Warum ist der prozentuale Anteil der tödlich verlaufenen Corona-Infektionen über dem Landesdurchschnitt? Büchel sieht eine mögliche Antwort darin, dass Mönchengladbach sehr früh im Geschehen war. Der Mikrobiologe unterstreicht allerdings, dass auch das lediglich eine mögliche, keine erwiesene Erklärung ist. Nach Berechnungen des Landeszentrums für Gesundheit lag der Anteil der verstorbenen laborbestätigten Covid-19-Fälle in Mönchengladbach bis Dienstag über den gesamten Pandemiezeitraum bei 2,27 Prozent. Für ganz Nordrhein-Westfalen betrug der Wert 1,90 Prozent. Düsseldorf kommt auf einen Anteil von 1,08 Prozent. „Schaut man auf Mönchengladbach, muss man sich auch die Städteregion Aachen, den Kreis Heinsberg und den Kreis Viersen ansehen – alle die, die zu Beginn der Pandemie nahe am Ausbruchsgeschehen lagen“, sagt der Mikrobiologe. „Zu Beginn hatten wir Schwierigkeiten, das Virus überhaupt zu verstehen. Inzwischen verlässt die Mehrzahl der Patienten das Krankenhaus auch wieder.“
Büchel sieht auch eine Schwierigkeit in der sogenannten kumulativen Darstellung. Dabei wird aufgerechnet. Demnach müsste Mönchengladbach die Häufung der Todesfälle durch einen Ausbruch in einem Seniorenheim im Frühjahr durch eine unterdurchschnittliche Todesfallzahl zu einem anderen Zeitpunkt ausgleichen, um sich einer anderen Stadt mit ähnlichem Verlauf der Todesfallzahlen
ohne einen solchen Ausbruch annähern zu können. Andernfalls verzerrt ein solcher Ausbruch das durchschnittliche Geschehen in der Stadt, da er bei der kumulierten Darstellung den Wert stets in die Höhe treibt. Hinzu komme, dass inzwischen deutlich mehr getestet würde als noch am Anfang. Dementsprechend sinke der Anteil der Todesfälle. Inzwischen werden nicht mehr nur die Infektionen mit starken Symptomen festgestellt.

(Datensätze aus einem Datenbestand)
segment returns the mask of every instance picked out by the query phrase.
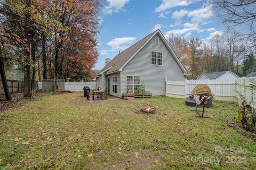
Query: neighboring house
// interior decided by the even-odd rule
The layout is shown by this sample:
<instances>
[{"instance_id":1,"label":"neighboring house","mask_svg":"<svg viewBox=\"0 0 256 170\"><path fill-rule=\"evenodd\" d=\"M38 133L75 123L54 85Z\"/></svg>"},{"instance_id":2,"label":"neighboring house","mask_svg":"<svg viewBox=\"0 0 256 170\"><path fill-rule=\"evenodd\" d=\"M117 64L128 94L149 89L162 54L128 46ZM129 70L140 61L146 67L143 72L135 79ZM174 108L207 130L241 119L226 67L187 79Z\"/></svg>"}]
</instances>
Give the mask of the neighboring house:
<instances>
[{"instance_id":1,"label":"neighboring house","mask_svg":"<svg viewBox=\"0 0 256 170\"><path fill-rule=\"evenodd\" d=\"M98 74L97 88L121 97L142 83L153 95L165 94L165 81L184 81L186 70L159 30L117 55Z\"/></svg>"},{"instance_id":2,"label":"neighboring house","mask_svg":"<svg viewBox=\"0 0 256 170\"><path fill-rule=\"evenodd\" d=\"M252 76L256 76L256 72L251 72L251 73L249 73L245 75L245 77L247 78L251 78Z\"/></svg>"},{"instance_id":3,"label":"neighboring house","mask_svg":"<svg viewBox=\"0 0 256 170\"><path fill-rule=\"evenodd\" d=\"M227 80L239 78L239 76L230 71L218 72L203 73L198 76L197 80Z\"/></svg>"}]
</instances>

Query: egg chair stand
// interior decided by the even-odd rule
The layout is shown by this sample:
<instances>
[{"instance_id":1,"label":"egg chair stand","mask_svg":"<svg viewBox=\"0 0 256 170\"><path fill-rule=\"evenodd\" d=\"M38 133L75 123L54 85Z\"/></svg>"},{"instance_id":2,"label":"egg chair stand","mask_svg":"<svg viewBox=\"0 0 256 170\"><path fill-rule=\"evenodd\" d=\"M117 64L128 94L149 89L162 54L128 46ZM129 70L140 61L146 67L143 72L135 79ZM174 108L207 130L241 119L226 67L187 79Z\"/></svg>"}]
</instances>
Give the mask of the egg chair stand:
<instances>
[{"instance_id":1,"label":"egg chair stand","mask_svg":"<svg viewBox=\"0 0 256 170\"><path fill-rule=\"evenodd\" d=\"M205 105L207 103L207 100L212 95L210 87L206 84L198 85L194 88L193 90L191 91L191 94L194 95L193 99L195 100L196 103L196 110L195 111L196 111L199 115L199 116L194 117L209 118L212 118L204 116ZM200 99L198 95L202 96L202 99ZM198 110L198 106L199 105L203 105L202 111Z\"/></svg>"}]
</instances>

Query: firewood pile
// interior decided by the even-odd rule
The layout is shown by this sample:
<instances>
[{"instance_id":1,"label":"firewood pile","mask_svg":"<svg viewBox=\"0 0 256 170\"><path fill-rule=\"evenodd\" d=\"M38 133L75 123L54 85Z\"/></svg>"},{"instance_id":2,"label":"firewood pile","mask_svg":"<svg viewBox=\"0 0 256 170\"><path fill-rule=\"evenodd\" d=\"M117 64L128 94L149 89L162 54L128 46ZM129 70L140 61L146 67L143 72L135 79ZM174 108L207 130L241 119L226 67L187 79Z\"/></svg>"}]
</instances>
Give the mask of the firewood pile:
<instances>
[{"instance_id":1,"label":"firewood pile","mask_svg":"<svg viewBox=\"0 0 256 170\"><path fill-rule=\"evenodd\" d=\"M146 107L145 108L142 108L140 110L137 110L135 112L137 113L146 113L146 114L156 114L156 110L154 108L152 108L149 106Z\"/></svg>"}]
</instances>

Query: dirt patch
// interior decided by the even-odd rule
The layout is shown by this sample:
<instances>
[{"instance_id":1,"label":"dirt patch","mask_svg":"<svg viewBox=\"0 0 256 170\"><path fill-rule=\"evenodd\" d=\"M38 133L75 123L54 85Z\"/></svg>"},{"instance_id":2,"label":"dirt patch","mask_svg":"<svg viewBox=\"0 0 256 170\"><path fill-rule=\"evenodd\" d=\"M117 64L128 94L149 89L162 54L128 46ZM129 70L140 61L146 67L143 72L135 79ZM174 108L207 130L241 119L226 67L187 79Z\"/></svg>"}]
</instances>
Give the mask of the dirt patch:
<instances>
[{"instance_id":1,"label":"dirt patch","mask_svg":"<svg viewBox=\"0 0 256 170\"><path fill-rule=\"evenodd\" d=\"M26 99L23 97L23 94L21 92L13 92L11 94L12 96L11 101L5 101L5 97L4 94L0 95L0 112L5 110L17 108L23 105ZM40 91L34 91L32 95L33 99L38 99L43 97L44 94ZM0 118L0 121L1 121Z\"/></svg>"},{"instance_id":2,"label":"dirt patch","mask_svg":"<svg viewBox=\"0 0 256 170\"><path fill-rule=\"evenodd\" d=\"M146 150L131 151L129 154L123 154L123 160L114 164L107 161L101 166L98 163L92 163L90 166L100 169L147 169L157 167L163 162L158 156Z\"/></svg>"}]
</instances>

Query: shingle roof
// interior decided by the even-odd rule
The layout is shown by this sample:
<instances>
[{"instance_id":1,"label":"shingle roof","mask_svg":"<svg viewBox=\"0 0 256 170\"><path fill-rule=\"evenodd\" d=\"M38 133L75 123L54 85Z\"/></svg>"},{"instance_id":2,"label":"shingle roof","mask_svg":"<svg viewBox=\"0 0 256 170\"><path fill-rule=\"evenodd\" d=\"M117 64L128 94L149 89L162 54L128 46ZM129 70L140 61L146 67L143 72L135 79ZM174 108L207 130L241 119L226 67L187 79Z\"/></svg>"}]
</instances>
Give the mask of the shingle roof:
<instances>
[{"instance_id":1,"label":"shingle roof","mask_svg":"<svg viewBox=\"0 0 256 170\"><path fill-rule=\"evenodd\" d=\"M228 72L228 71L220 71L218 72L205 73L204 73L204 74L210 79L216 79L227 72Z\"/></svg>"},{"instance_id":2,"label":"shingle roof","mask_svg":"<svg viewBox=\"0 0 256 170\"><path fill-rule=\"evenodd\" d=\"M139 49L140 49L144 44L153 35L157 30L154 31L150 34L147 35L137 42L135 43L123 52L117 54L110 62L107 64L99 73L102 73L109 69L106 73L109 73L114 71L118 71ZM110 69L109 68L111 67Z\"/></svg>"},{"instance_id":3,"label":"shingle roof","mask_svg":"<svg viewBox=\"0 0 256 170\"><path fill-rule=\"evenodd\" d=\"M249 73L247 74L245 77L246 78L251 78L252 76L256 76L256 72L251 72L251 73Z\"/></svg>"}]
</instances>

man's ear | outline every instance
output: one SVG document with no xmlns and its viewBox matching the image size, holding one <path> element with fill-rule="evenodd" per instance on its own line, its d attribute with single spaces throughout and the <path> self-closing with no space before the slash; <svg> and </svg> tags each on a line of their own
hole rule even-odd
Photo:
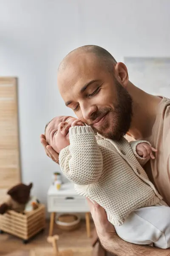
<svg viewBox="0 0 170 256">
<path fill-rule="evenodd" d="M 115 77 L 118 81 L 126 88 L 129 81 L 129 76 L 126 66 L 122 62 L 118 62 L 115 66 Z"/>
</svg>

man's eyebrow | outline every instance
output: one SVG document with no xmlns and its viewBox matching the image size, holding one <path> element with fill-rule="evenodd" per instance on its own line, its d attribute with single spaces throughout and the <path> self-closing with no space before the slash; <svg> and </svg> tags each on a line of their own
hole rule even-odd
<svg viewBox="0 0 170 256">
<path fill-rule="evenodd" d="M 92 84 L 93 84 L 94 83 L 95 83 L 95 82 L 98 82 L 99 81 L 99 80 L 91 80 L 91 81 L 90 81 L 90 82 L 88 82 L 88 83 L 87 83 L 87 84 L 85 84 L 84 86 L 83 86 L 83 87 L 82 87 L 82 89 L 80 90 L 80 92 L 81 93 L 84 92 L 85 91 L 85 90 L 86 90 L 86 89 L 88 87 L 88 86 L 89 86 L 89 85 L 91 85 Z"/>
<path fill-rule="evenodd" d="M 85 84 L 84 85 L 83 87 L 82 87 L 81 89 L 80 93 L 83 93 L 85 91 L 85 90 L 86 90 L 86 89 L 88 87 L 88 86 L 89 86 L 90 85 L 91 85 L 94 83 L 95 83 L 95 82 L 99 82 L 99 80 L 96 79 L 96 80 L 91 80 L 91 81 L 90 81 L 90 82 L 87 83 L 87 84 Z M 69 100 L 65 102 L 65 105 L 67 106 L 67 107 L 68 107 L 69 105 L 70 105 L 71 103 L 72 103 L 72 102 L 71 100 Z"/>
<path fill-rule="evenodd" d="M 70 105 L 70 104 L 71 104 L 71 103 L 72 103 L 72 101 L 71 100 L 69 100 L 69 101 L 65 102 L 65 106 L 68 107 L 68 105 Z"/>
</svg>

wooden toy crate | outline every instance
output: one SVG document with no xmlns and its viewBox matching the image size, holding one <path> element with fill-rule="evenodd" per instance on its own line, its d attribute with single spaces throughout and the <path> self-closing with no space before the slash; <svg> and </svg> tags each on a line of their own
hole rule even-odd
<svg viewBox="0 0 170 256">
<path fill-rule="evenodd" d="M 45 207 L 42 204 L 37 209 L 22 214 L 9 210 L 0 215 L 0 230 L 23 239 L 28 240 L 42 230 L 45 227 Z"/>
</svg>

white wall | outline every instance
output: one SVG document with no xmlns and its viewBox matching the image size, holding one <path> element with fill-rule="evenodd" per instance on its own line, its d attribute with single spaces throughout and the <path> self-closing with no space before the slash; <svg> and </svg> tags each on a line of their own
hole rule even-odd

**Arbeitsaufträge**
(1) Welchen Wert nennt der Textauszug über die Corona-Todesfälle in Mönchengladbach für den Anteil der verstorbenen laborbestätigten Covid-19-Fälle in ganz Nordrhein-Westfalen?
(2) Liefern Sie die Fortsetzung des Textauszugs über die Corona-Todesfälle in Mönchengladbach, beginnend nach seinem letzten Satz.

**Antworten nacheinander**
(1) Für ganz Nordrhein-Westfalen betrug der Anteil 1,90 Prozent.

(2)
Hat es denn zum Vergleich in Düsseldorf auch Ausbrüche in Seniorenheimen mit Todesfolge oder andere in Zusammenhang stehende Corona-Todesfälle gegeben? Auf Anfrage erklärt die Stadt Düsseldorf: „Hierzu liegen keine Daten vor.“Die Frage, wie viele der Verstorbenen eine Vorerkrankung hatten, kann das Gesundheitsamt Düsseldorf nicht beantworten, da darüber keine Statistik geführt würde. „Aufgrund des hohen Altersdurchschnitts der Verstorbenen ist davon auszugehen, dass die meisten dieser Fälle eine oder sogar mehrere Vorerkrankungen hatten.“
Was kann die Todesfallzahl noch beeinflussen? Bei den Unterschieden im Anteil der tödlich verlaufenen Infektionen spielen laut der Stadt Düsseldorf „unter anderem Faktoren wie Sozialstruktur, medizinische Versorgung und Vorerkrankungen in der Bevölkerung eine Rolle“. Das bestätigt auch Büchel. „Die Lebenserwartung oder prekäre Lebensverhältnisse können diese Zahlen auch beeinflussen.“Ein Blick in andere Studien zeigt: Die durchschnittliche Lebenserwartung liegt in Mönchengladbach unter der in Düsseldorf. Nach einer Erhebung aus dem Jahr 2015 werden die
Männer und Frauen in Düsseldorf laut Landeszentrum für Gesundheit sogar etwas älter als im NRW-Schnitt, in Mönchengladbach sterben sie etwas früher.
Sagen die Zahlen etwas über die Versorgung der Corona-Patienten in Mönchengladbach aus? Nein. Die Verstorbenen werden ihrem Wohnort zugerechnet, nicht dem Ort, an dem sie gestorben sind. Demnach lassen sich durch diese Zahlen keine Rückschlüsse auf die Versorgung von Corona-Patienten der jeweiligen Städte ziehen. Auch mit der Sieben-Tage-Inzidenz können sie nicht ins Verhältnis gesetzt werden: Letztere erfasst die Neuinfektionen, die gerade erfasst wurden. Zwischen Infektion und Todeszeitpunkt liegen laut Robert-Koch-Institut aber meist wei bis drei Wochen.